◆ DOCUMENT TEXT:
The heightened materiality standard imposed by the Supreme Court last year in Escobar continues to pose a formidable bar to relators pursuing expansive theories of FCA liability. As we explain below, one court recently rejected a claim against pharmaceutical manufacturers alleging that the defendants had fraudulently induced state formulary committees to cover the defendants’ drug, refusing to take a “step toward bringing all misrepresentations to government bodies within the purview of the FCA.” See United States ex rel. Dickson v. Bristol-Myers Squibb Co., No. 13-cv-01039 (D.N.J. June 27, 2017).

The relator asserted two sets of allegations pertaining to defendants’ alleged marketing of Plavix as more effective than aspirin. 1) “Prescriber Allegations”: Many state Medicaid programs have a cost-effectiveness requirement as a condition of reimbursement. Defendants’ marketing caused physicians to submit prescriptions to Medicaid that contained an implied false certification that Plavix complied with cost-effectiveness requirements. 2) “Formulary Allegations”: Defendants’ marketing fraudulently induced state Medicaid formulary committees to place Plavix on their state Preferred Drug Lists (“PDLs”).

The court concluded that the relator had in effect pled that the implied certifications at issue in her Prescriber Allegations were not material. According to the relator, by placing Plavix on PDLs, states exempted Plavix from prior authorization requirements, and accordingly, state Medicaid programs automatically reimbursed Plavix claims. As the court explained, because states reimbursed claims “without consideration of what certifications the prescribing physicians might or might not have been making about the drug,” a physician’s implied certifications per se could not have been material to any government payment decisions. The court also pointed to other Escobar factors that undercut materiality, including that the relator failed to plead that Medicaid programs “in fact consistently refuse to pay claims like those alleged.”

The relator asserted that because physicians believed, as a result of defendants’ marketing, that Plavix was cost-effective, the marketing campaign was material to the resulting prescribing decisions and ultimate submission of false claims. The court, pointing to a recent Third Circuit opinion (discussed here), noted that this alleged chain of events could be relevant to establishing causation—i.e., that the alleged misrepresentations caused physicians to prescribe the drug—but it did not establish materiality because “materiality is judged exclusively in relation to the government’s payment decision”—not to physician prescribing decisions.

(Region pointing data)
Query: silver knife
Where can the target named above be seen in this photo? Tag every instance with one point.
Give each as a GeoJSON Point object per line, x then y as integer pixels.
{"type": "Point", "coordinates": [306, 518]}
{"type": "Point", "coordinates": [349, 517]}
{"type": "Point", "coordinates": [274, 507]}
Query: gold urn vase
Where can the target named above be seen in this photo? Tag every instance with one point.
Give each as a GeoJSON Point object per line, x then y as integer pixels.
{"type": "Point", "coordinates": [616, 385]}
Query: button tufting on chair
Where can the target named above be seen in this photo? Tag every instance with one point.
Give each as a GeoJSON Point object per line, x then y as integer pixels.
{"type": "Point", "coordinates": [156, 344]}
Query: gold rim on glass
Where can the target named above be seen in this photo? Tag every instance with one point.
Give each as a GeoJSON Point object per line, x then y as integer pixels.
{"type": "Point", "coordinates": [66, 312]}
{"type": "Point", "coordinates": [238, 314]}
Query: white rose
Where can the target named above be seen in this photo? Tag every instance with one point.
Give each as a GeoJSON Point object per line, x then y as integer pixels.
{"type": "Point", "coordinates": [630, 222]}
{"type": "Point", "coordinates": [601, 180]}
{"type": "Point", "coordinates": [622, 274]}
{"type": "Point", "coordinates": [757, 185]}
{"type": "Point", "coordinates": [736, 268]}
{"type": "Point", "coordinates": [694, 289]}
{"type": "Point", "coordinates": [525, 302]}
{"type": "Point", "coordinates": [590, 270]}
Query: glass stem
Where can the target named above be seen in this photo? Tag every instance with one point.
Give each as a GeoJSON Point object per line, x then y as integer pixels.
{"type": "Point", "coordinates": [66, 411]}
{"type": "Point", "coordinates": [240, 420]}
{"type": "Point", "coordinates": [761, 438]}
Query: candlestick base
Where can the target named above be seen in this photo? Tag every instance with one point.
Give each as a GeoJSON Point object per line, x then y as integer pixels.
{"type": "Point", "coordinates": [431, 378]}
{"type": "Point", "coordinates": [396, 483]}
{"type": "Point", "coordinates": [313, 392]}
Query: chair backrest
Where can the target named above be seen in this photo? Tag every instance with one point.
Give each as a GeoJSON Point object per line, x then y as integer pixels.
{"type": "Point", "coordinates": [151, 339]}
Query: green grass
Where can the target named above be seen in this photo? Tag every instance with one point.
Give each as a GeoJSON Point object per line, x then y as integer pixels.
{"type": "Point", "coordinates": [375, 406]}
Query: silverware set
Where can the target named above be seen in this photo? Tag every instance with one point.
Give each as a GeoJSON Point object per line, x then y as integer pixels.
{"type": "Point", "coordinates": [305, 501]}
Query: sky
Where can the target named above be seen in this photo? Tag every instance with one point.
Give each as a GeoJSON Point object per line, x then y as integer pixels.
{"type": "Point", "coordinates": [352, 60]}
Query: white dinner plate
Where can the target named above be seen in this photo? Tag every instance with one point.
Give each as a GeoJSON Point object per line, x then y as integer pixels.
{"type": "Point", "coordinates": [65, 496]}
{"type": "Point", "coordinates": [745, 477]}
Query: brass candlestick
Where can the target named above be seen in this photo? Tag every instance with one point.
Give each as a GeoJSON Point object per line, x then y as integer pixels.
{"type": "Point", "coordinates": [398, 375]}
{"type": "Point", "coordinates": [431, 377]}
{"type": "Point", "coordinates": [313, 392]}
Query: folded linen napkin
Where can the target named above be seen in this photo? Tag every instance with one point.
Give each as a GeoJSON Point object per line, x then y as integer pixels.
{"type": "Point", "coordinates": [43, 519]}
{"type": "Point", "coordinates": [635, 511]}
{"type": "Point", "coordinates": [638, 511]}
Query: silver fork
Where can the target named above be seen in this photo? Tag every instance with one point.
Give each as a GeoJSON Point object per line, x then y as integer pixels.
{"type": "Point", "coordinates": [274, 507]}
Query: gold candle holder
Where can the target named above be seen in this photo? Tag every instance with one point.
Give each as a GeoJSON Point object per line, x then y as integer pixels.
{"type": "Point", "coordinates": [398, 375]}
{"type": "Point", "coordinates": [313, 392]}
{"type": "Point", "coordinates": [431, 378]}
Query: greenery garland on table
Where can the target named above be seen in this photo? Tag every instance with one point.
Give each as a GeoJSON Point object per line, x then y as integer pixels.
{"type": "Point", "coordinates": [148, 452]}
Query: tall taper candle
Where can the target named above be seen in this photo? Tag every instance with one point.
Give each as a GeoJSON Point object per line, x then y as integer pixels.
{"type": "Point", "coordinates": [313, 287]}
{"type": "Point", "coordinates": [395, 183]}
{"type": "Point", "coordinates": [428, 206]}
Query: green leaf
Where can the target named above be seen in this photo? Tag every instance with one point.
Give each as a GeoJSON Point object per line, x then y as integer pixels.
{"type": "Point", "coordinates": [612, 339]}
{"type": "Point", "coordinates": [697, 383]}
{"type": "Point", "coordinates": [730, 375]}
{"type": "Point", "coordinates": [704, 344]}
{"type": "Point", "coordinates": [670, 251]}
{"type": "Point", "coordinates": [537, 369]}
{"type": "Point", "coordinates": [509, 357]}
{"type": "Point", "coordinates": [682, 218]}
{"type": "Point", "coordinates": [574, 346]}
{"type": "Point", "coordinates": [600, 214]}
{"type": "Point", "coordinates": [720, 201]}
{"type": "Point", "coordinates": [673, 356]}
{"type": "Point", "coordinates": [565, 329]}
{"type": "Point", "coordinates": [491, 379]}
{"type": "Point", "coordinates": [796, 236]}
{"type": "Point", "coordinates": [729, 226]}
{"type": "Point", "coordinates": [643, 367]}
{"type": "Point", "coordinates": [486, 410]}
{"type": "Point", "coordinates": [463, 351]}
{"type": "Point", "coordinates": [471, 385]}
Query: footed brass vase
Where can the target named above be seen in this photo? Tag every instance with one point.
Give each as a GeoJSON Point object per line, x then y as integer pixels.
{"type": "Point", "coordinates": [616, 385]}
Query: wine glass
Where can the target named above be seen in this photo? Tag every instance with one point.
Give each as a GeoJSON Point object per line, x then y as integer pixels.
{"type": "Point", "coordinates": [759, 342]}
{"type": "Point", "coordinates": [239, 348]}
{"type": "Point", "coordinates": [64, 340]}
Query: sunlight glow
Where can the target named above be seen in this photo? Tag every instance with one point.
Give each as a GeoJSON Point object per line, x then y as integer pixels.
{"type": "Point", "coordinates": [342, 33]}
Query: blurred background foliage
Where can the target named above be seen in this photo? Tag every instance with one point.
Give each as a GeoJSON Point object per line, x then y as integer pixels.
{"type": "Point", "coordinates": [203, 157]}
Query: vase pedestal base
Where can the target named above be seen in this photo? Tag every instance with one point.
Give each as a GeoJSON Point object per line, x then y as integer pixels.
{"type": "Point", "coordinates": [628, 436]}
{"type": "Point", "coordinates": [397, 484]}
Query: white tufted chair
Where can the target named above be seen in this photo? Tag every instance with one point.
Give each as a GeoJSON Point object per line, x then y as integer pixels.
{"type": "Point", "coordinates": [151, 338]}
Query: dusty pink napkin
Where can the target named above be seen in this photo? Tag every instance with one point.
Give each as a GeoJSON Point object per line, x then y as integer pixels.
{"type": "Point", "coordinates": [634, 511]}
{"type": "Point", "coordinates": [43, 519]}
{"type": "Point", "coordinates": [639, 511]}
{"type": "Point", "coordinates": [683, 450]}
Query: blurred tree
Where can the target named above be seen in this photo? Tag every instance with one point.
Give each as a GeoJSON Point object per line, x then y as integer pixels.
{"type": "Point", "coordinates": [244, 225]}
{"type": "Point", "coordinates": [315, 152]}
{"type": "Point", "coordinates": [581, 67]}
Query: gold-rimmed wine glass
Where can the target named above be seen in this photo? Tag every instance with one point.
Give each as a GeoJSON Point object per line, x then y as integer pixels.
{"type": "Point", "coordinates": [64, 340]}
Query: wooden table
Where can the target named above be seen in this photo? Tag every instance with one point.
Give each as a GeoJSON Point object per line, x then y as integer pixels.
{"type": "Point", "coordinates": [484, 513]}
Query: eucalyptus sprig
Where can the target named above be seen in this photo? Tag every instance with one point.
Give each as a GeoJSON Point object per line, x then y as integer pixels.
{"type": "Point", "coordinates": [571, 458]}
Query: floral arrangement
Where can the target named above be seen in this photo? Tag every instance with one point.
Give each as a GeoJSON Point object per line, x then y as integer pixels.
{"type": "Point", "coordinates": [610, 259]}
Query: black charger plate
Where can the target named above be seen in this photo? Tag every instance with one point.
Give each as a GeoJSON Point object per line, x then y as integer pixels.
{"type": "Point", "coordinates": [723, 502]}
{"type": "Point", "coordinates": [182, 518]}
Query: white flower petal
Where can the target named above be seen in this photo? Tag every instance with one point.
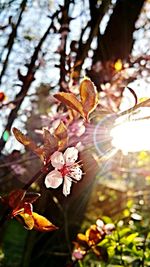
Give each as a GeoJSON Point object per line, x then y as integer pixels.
{"type": "Point", "coordinates": [57, 160]}
{"type": "Point", "coordinates": [53, 179]}
{"type": "Point", "coordinates": [70, 155]}
{"type": "Point", "coordinates": [76, 173]}
{"type": "Point", "coordinates": [66, 185]}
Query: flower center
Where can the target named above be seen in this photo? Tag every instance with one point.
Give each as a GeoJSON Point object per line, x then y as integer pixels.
{"type": "Point", "coordinates": [64, 170]}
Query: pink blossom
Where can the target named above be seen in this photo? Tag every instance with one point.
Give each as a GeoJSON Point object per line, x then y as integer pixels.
{"type": "Point", "coordinates": [66, 170]}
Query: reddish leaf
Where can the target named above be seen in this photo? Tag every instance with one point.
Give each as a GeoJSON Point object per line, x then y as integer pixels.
{"type": "Point", "coordinates": [27, 220]}
{"type": "Point", "coordinates": [22, 209]}
{"type": "Point", "coordinates": [26, 141]}
{"type": "Point", "coordinates": [71, 101]}
{"type": "Point", "coordinates": [88, 94]}
{"type": "Point", "coordinates": [42, 224]}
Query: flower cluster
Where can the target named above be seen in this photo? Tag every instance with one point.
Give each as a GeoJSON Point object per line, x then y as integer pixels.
{"type": "Point", "coordinates": [66, 170]}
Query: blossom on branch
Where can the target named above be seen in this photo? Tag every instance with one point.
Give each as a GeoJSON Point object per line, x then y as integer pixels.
{"type": "Point", "coordinates": [66, 170]}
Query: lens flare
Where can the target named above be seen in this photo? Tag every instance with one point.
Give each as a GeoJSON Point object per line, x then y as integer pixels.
{"type": "Point", "coordinates": [131, 133]}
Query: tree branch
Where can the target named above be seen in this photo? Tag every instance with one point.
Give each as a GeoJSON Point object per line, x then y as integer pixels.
{"type": "Point", "coordinates": [11, 39]}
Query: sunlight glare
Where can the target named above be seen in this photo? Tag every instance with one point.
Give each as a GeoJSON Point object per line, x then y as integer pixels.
{"type": "Point", "coordinates": [132, 134]}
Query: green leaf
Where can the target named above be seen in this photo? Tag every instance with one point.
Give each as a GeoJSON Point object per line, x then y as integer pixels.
{"type": "Point", "coordinates": [129, 239]}
{"type": "Point", "coordinates": [124, 231]}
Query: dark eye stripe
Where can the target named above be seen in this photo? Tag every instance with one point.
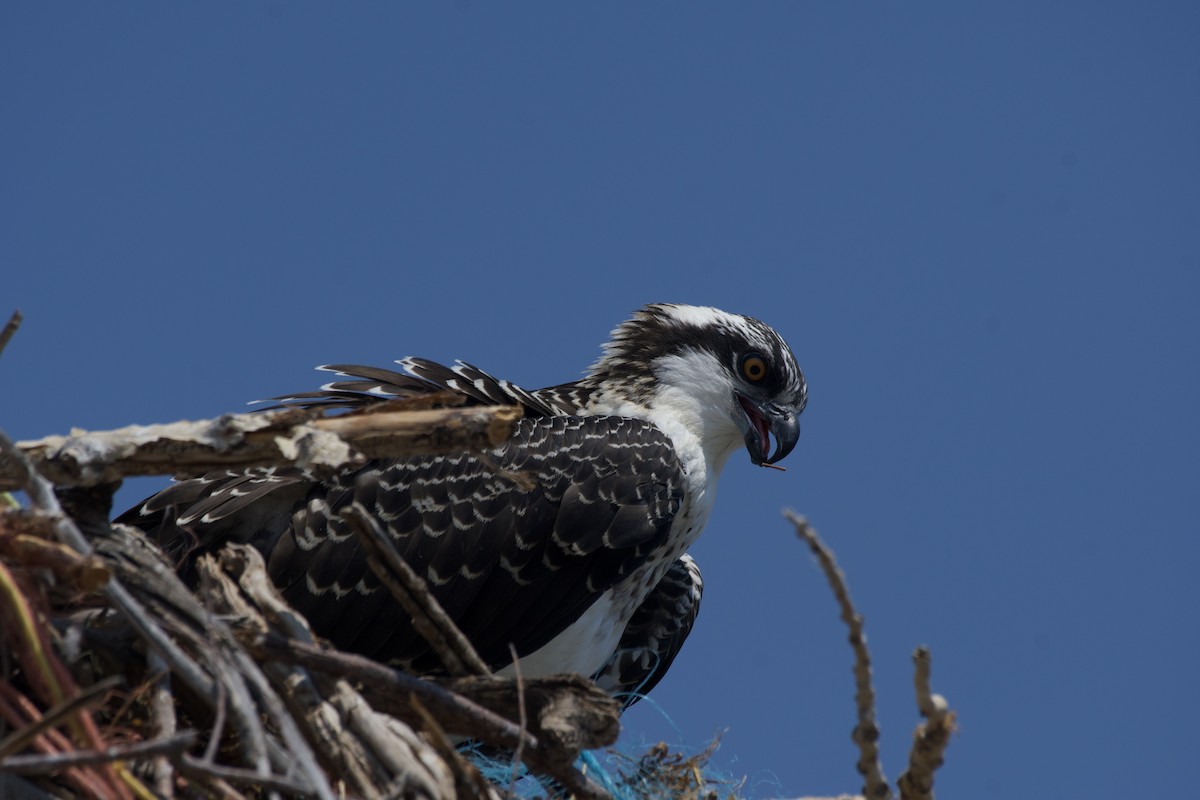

◆ WORK TO COMPLETE: Continue the text about the court's materiality ruling in the Plavix False Claims Act case, starting after its final sentence.

◆ TASK OUTPUT:
The court also poked a number of holes in the relator’s Formulary Allegations. These claims take the fraudulent inducement theory (premised on the notion that all claims submitted to the government under a contract procured by fraud are false) and extend it to the novel circumstance of formulary decisions supposedly procured by fraud. The court refused to “craft a fraud-on-the-formulary theory for Relator out of whole cloth,” citing a lack of persuasive authority that the fraudulent inducement theory “should be applied equally in the context of non-contract interactions with government regulatory bodies.” This is particularly true, in the court’s view, where there is no direct causal connection between the alleged fraud on the formulary committee and submission of false claims. As the court noted, other judges have been equally dubious of efforts to stretch fraudulent inducement to cover “fraud on the FDA” (discussed further here and here).

Causation and materiality under Escobar played strong supporting roles to this conclusion. First, the court noted that the Fifth Circuit’s pre-Escobar test for materiality—having “the potential to influence the government’s decisions” —was superseded because it is “significantly more permissive and expansive” than the Escobar test. The court then determined that the relator failed to meet the more demanding Escobar materiality standard. In particular, the relator had not pled that “any government Medicaid payor actually stopped reimbursing for Plavix or took other remedial action in the wake of gaining actual knowledge of the allegations of fraud-on-the-formulary committees.” Notably, although the relator argued that government payors might lack actual knowledge of the alleged fraud, the court pointed to not only “active participation” by state attorneys general but also the “very-well-publicized, high-profile” nature of the litigation.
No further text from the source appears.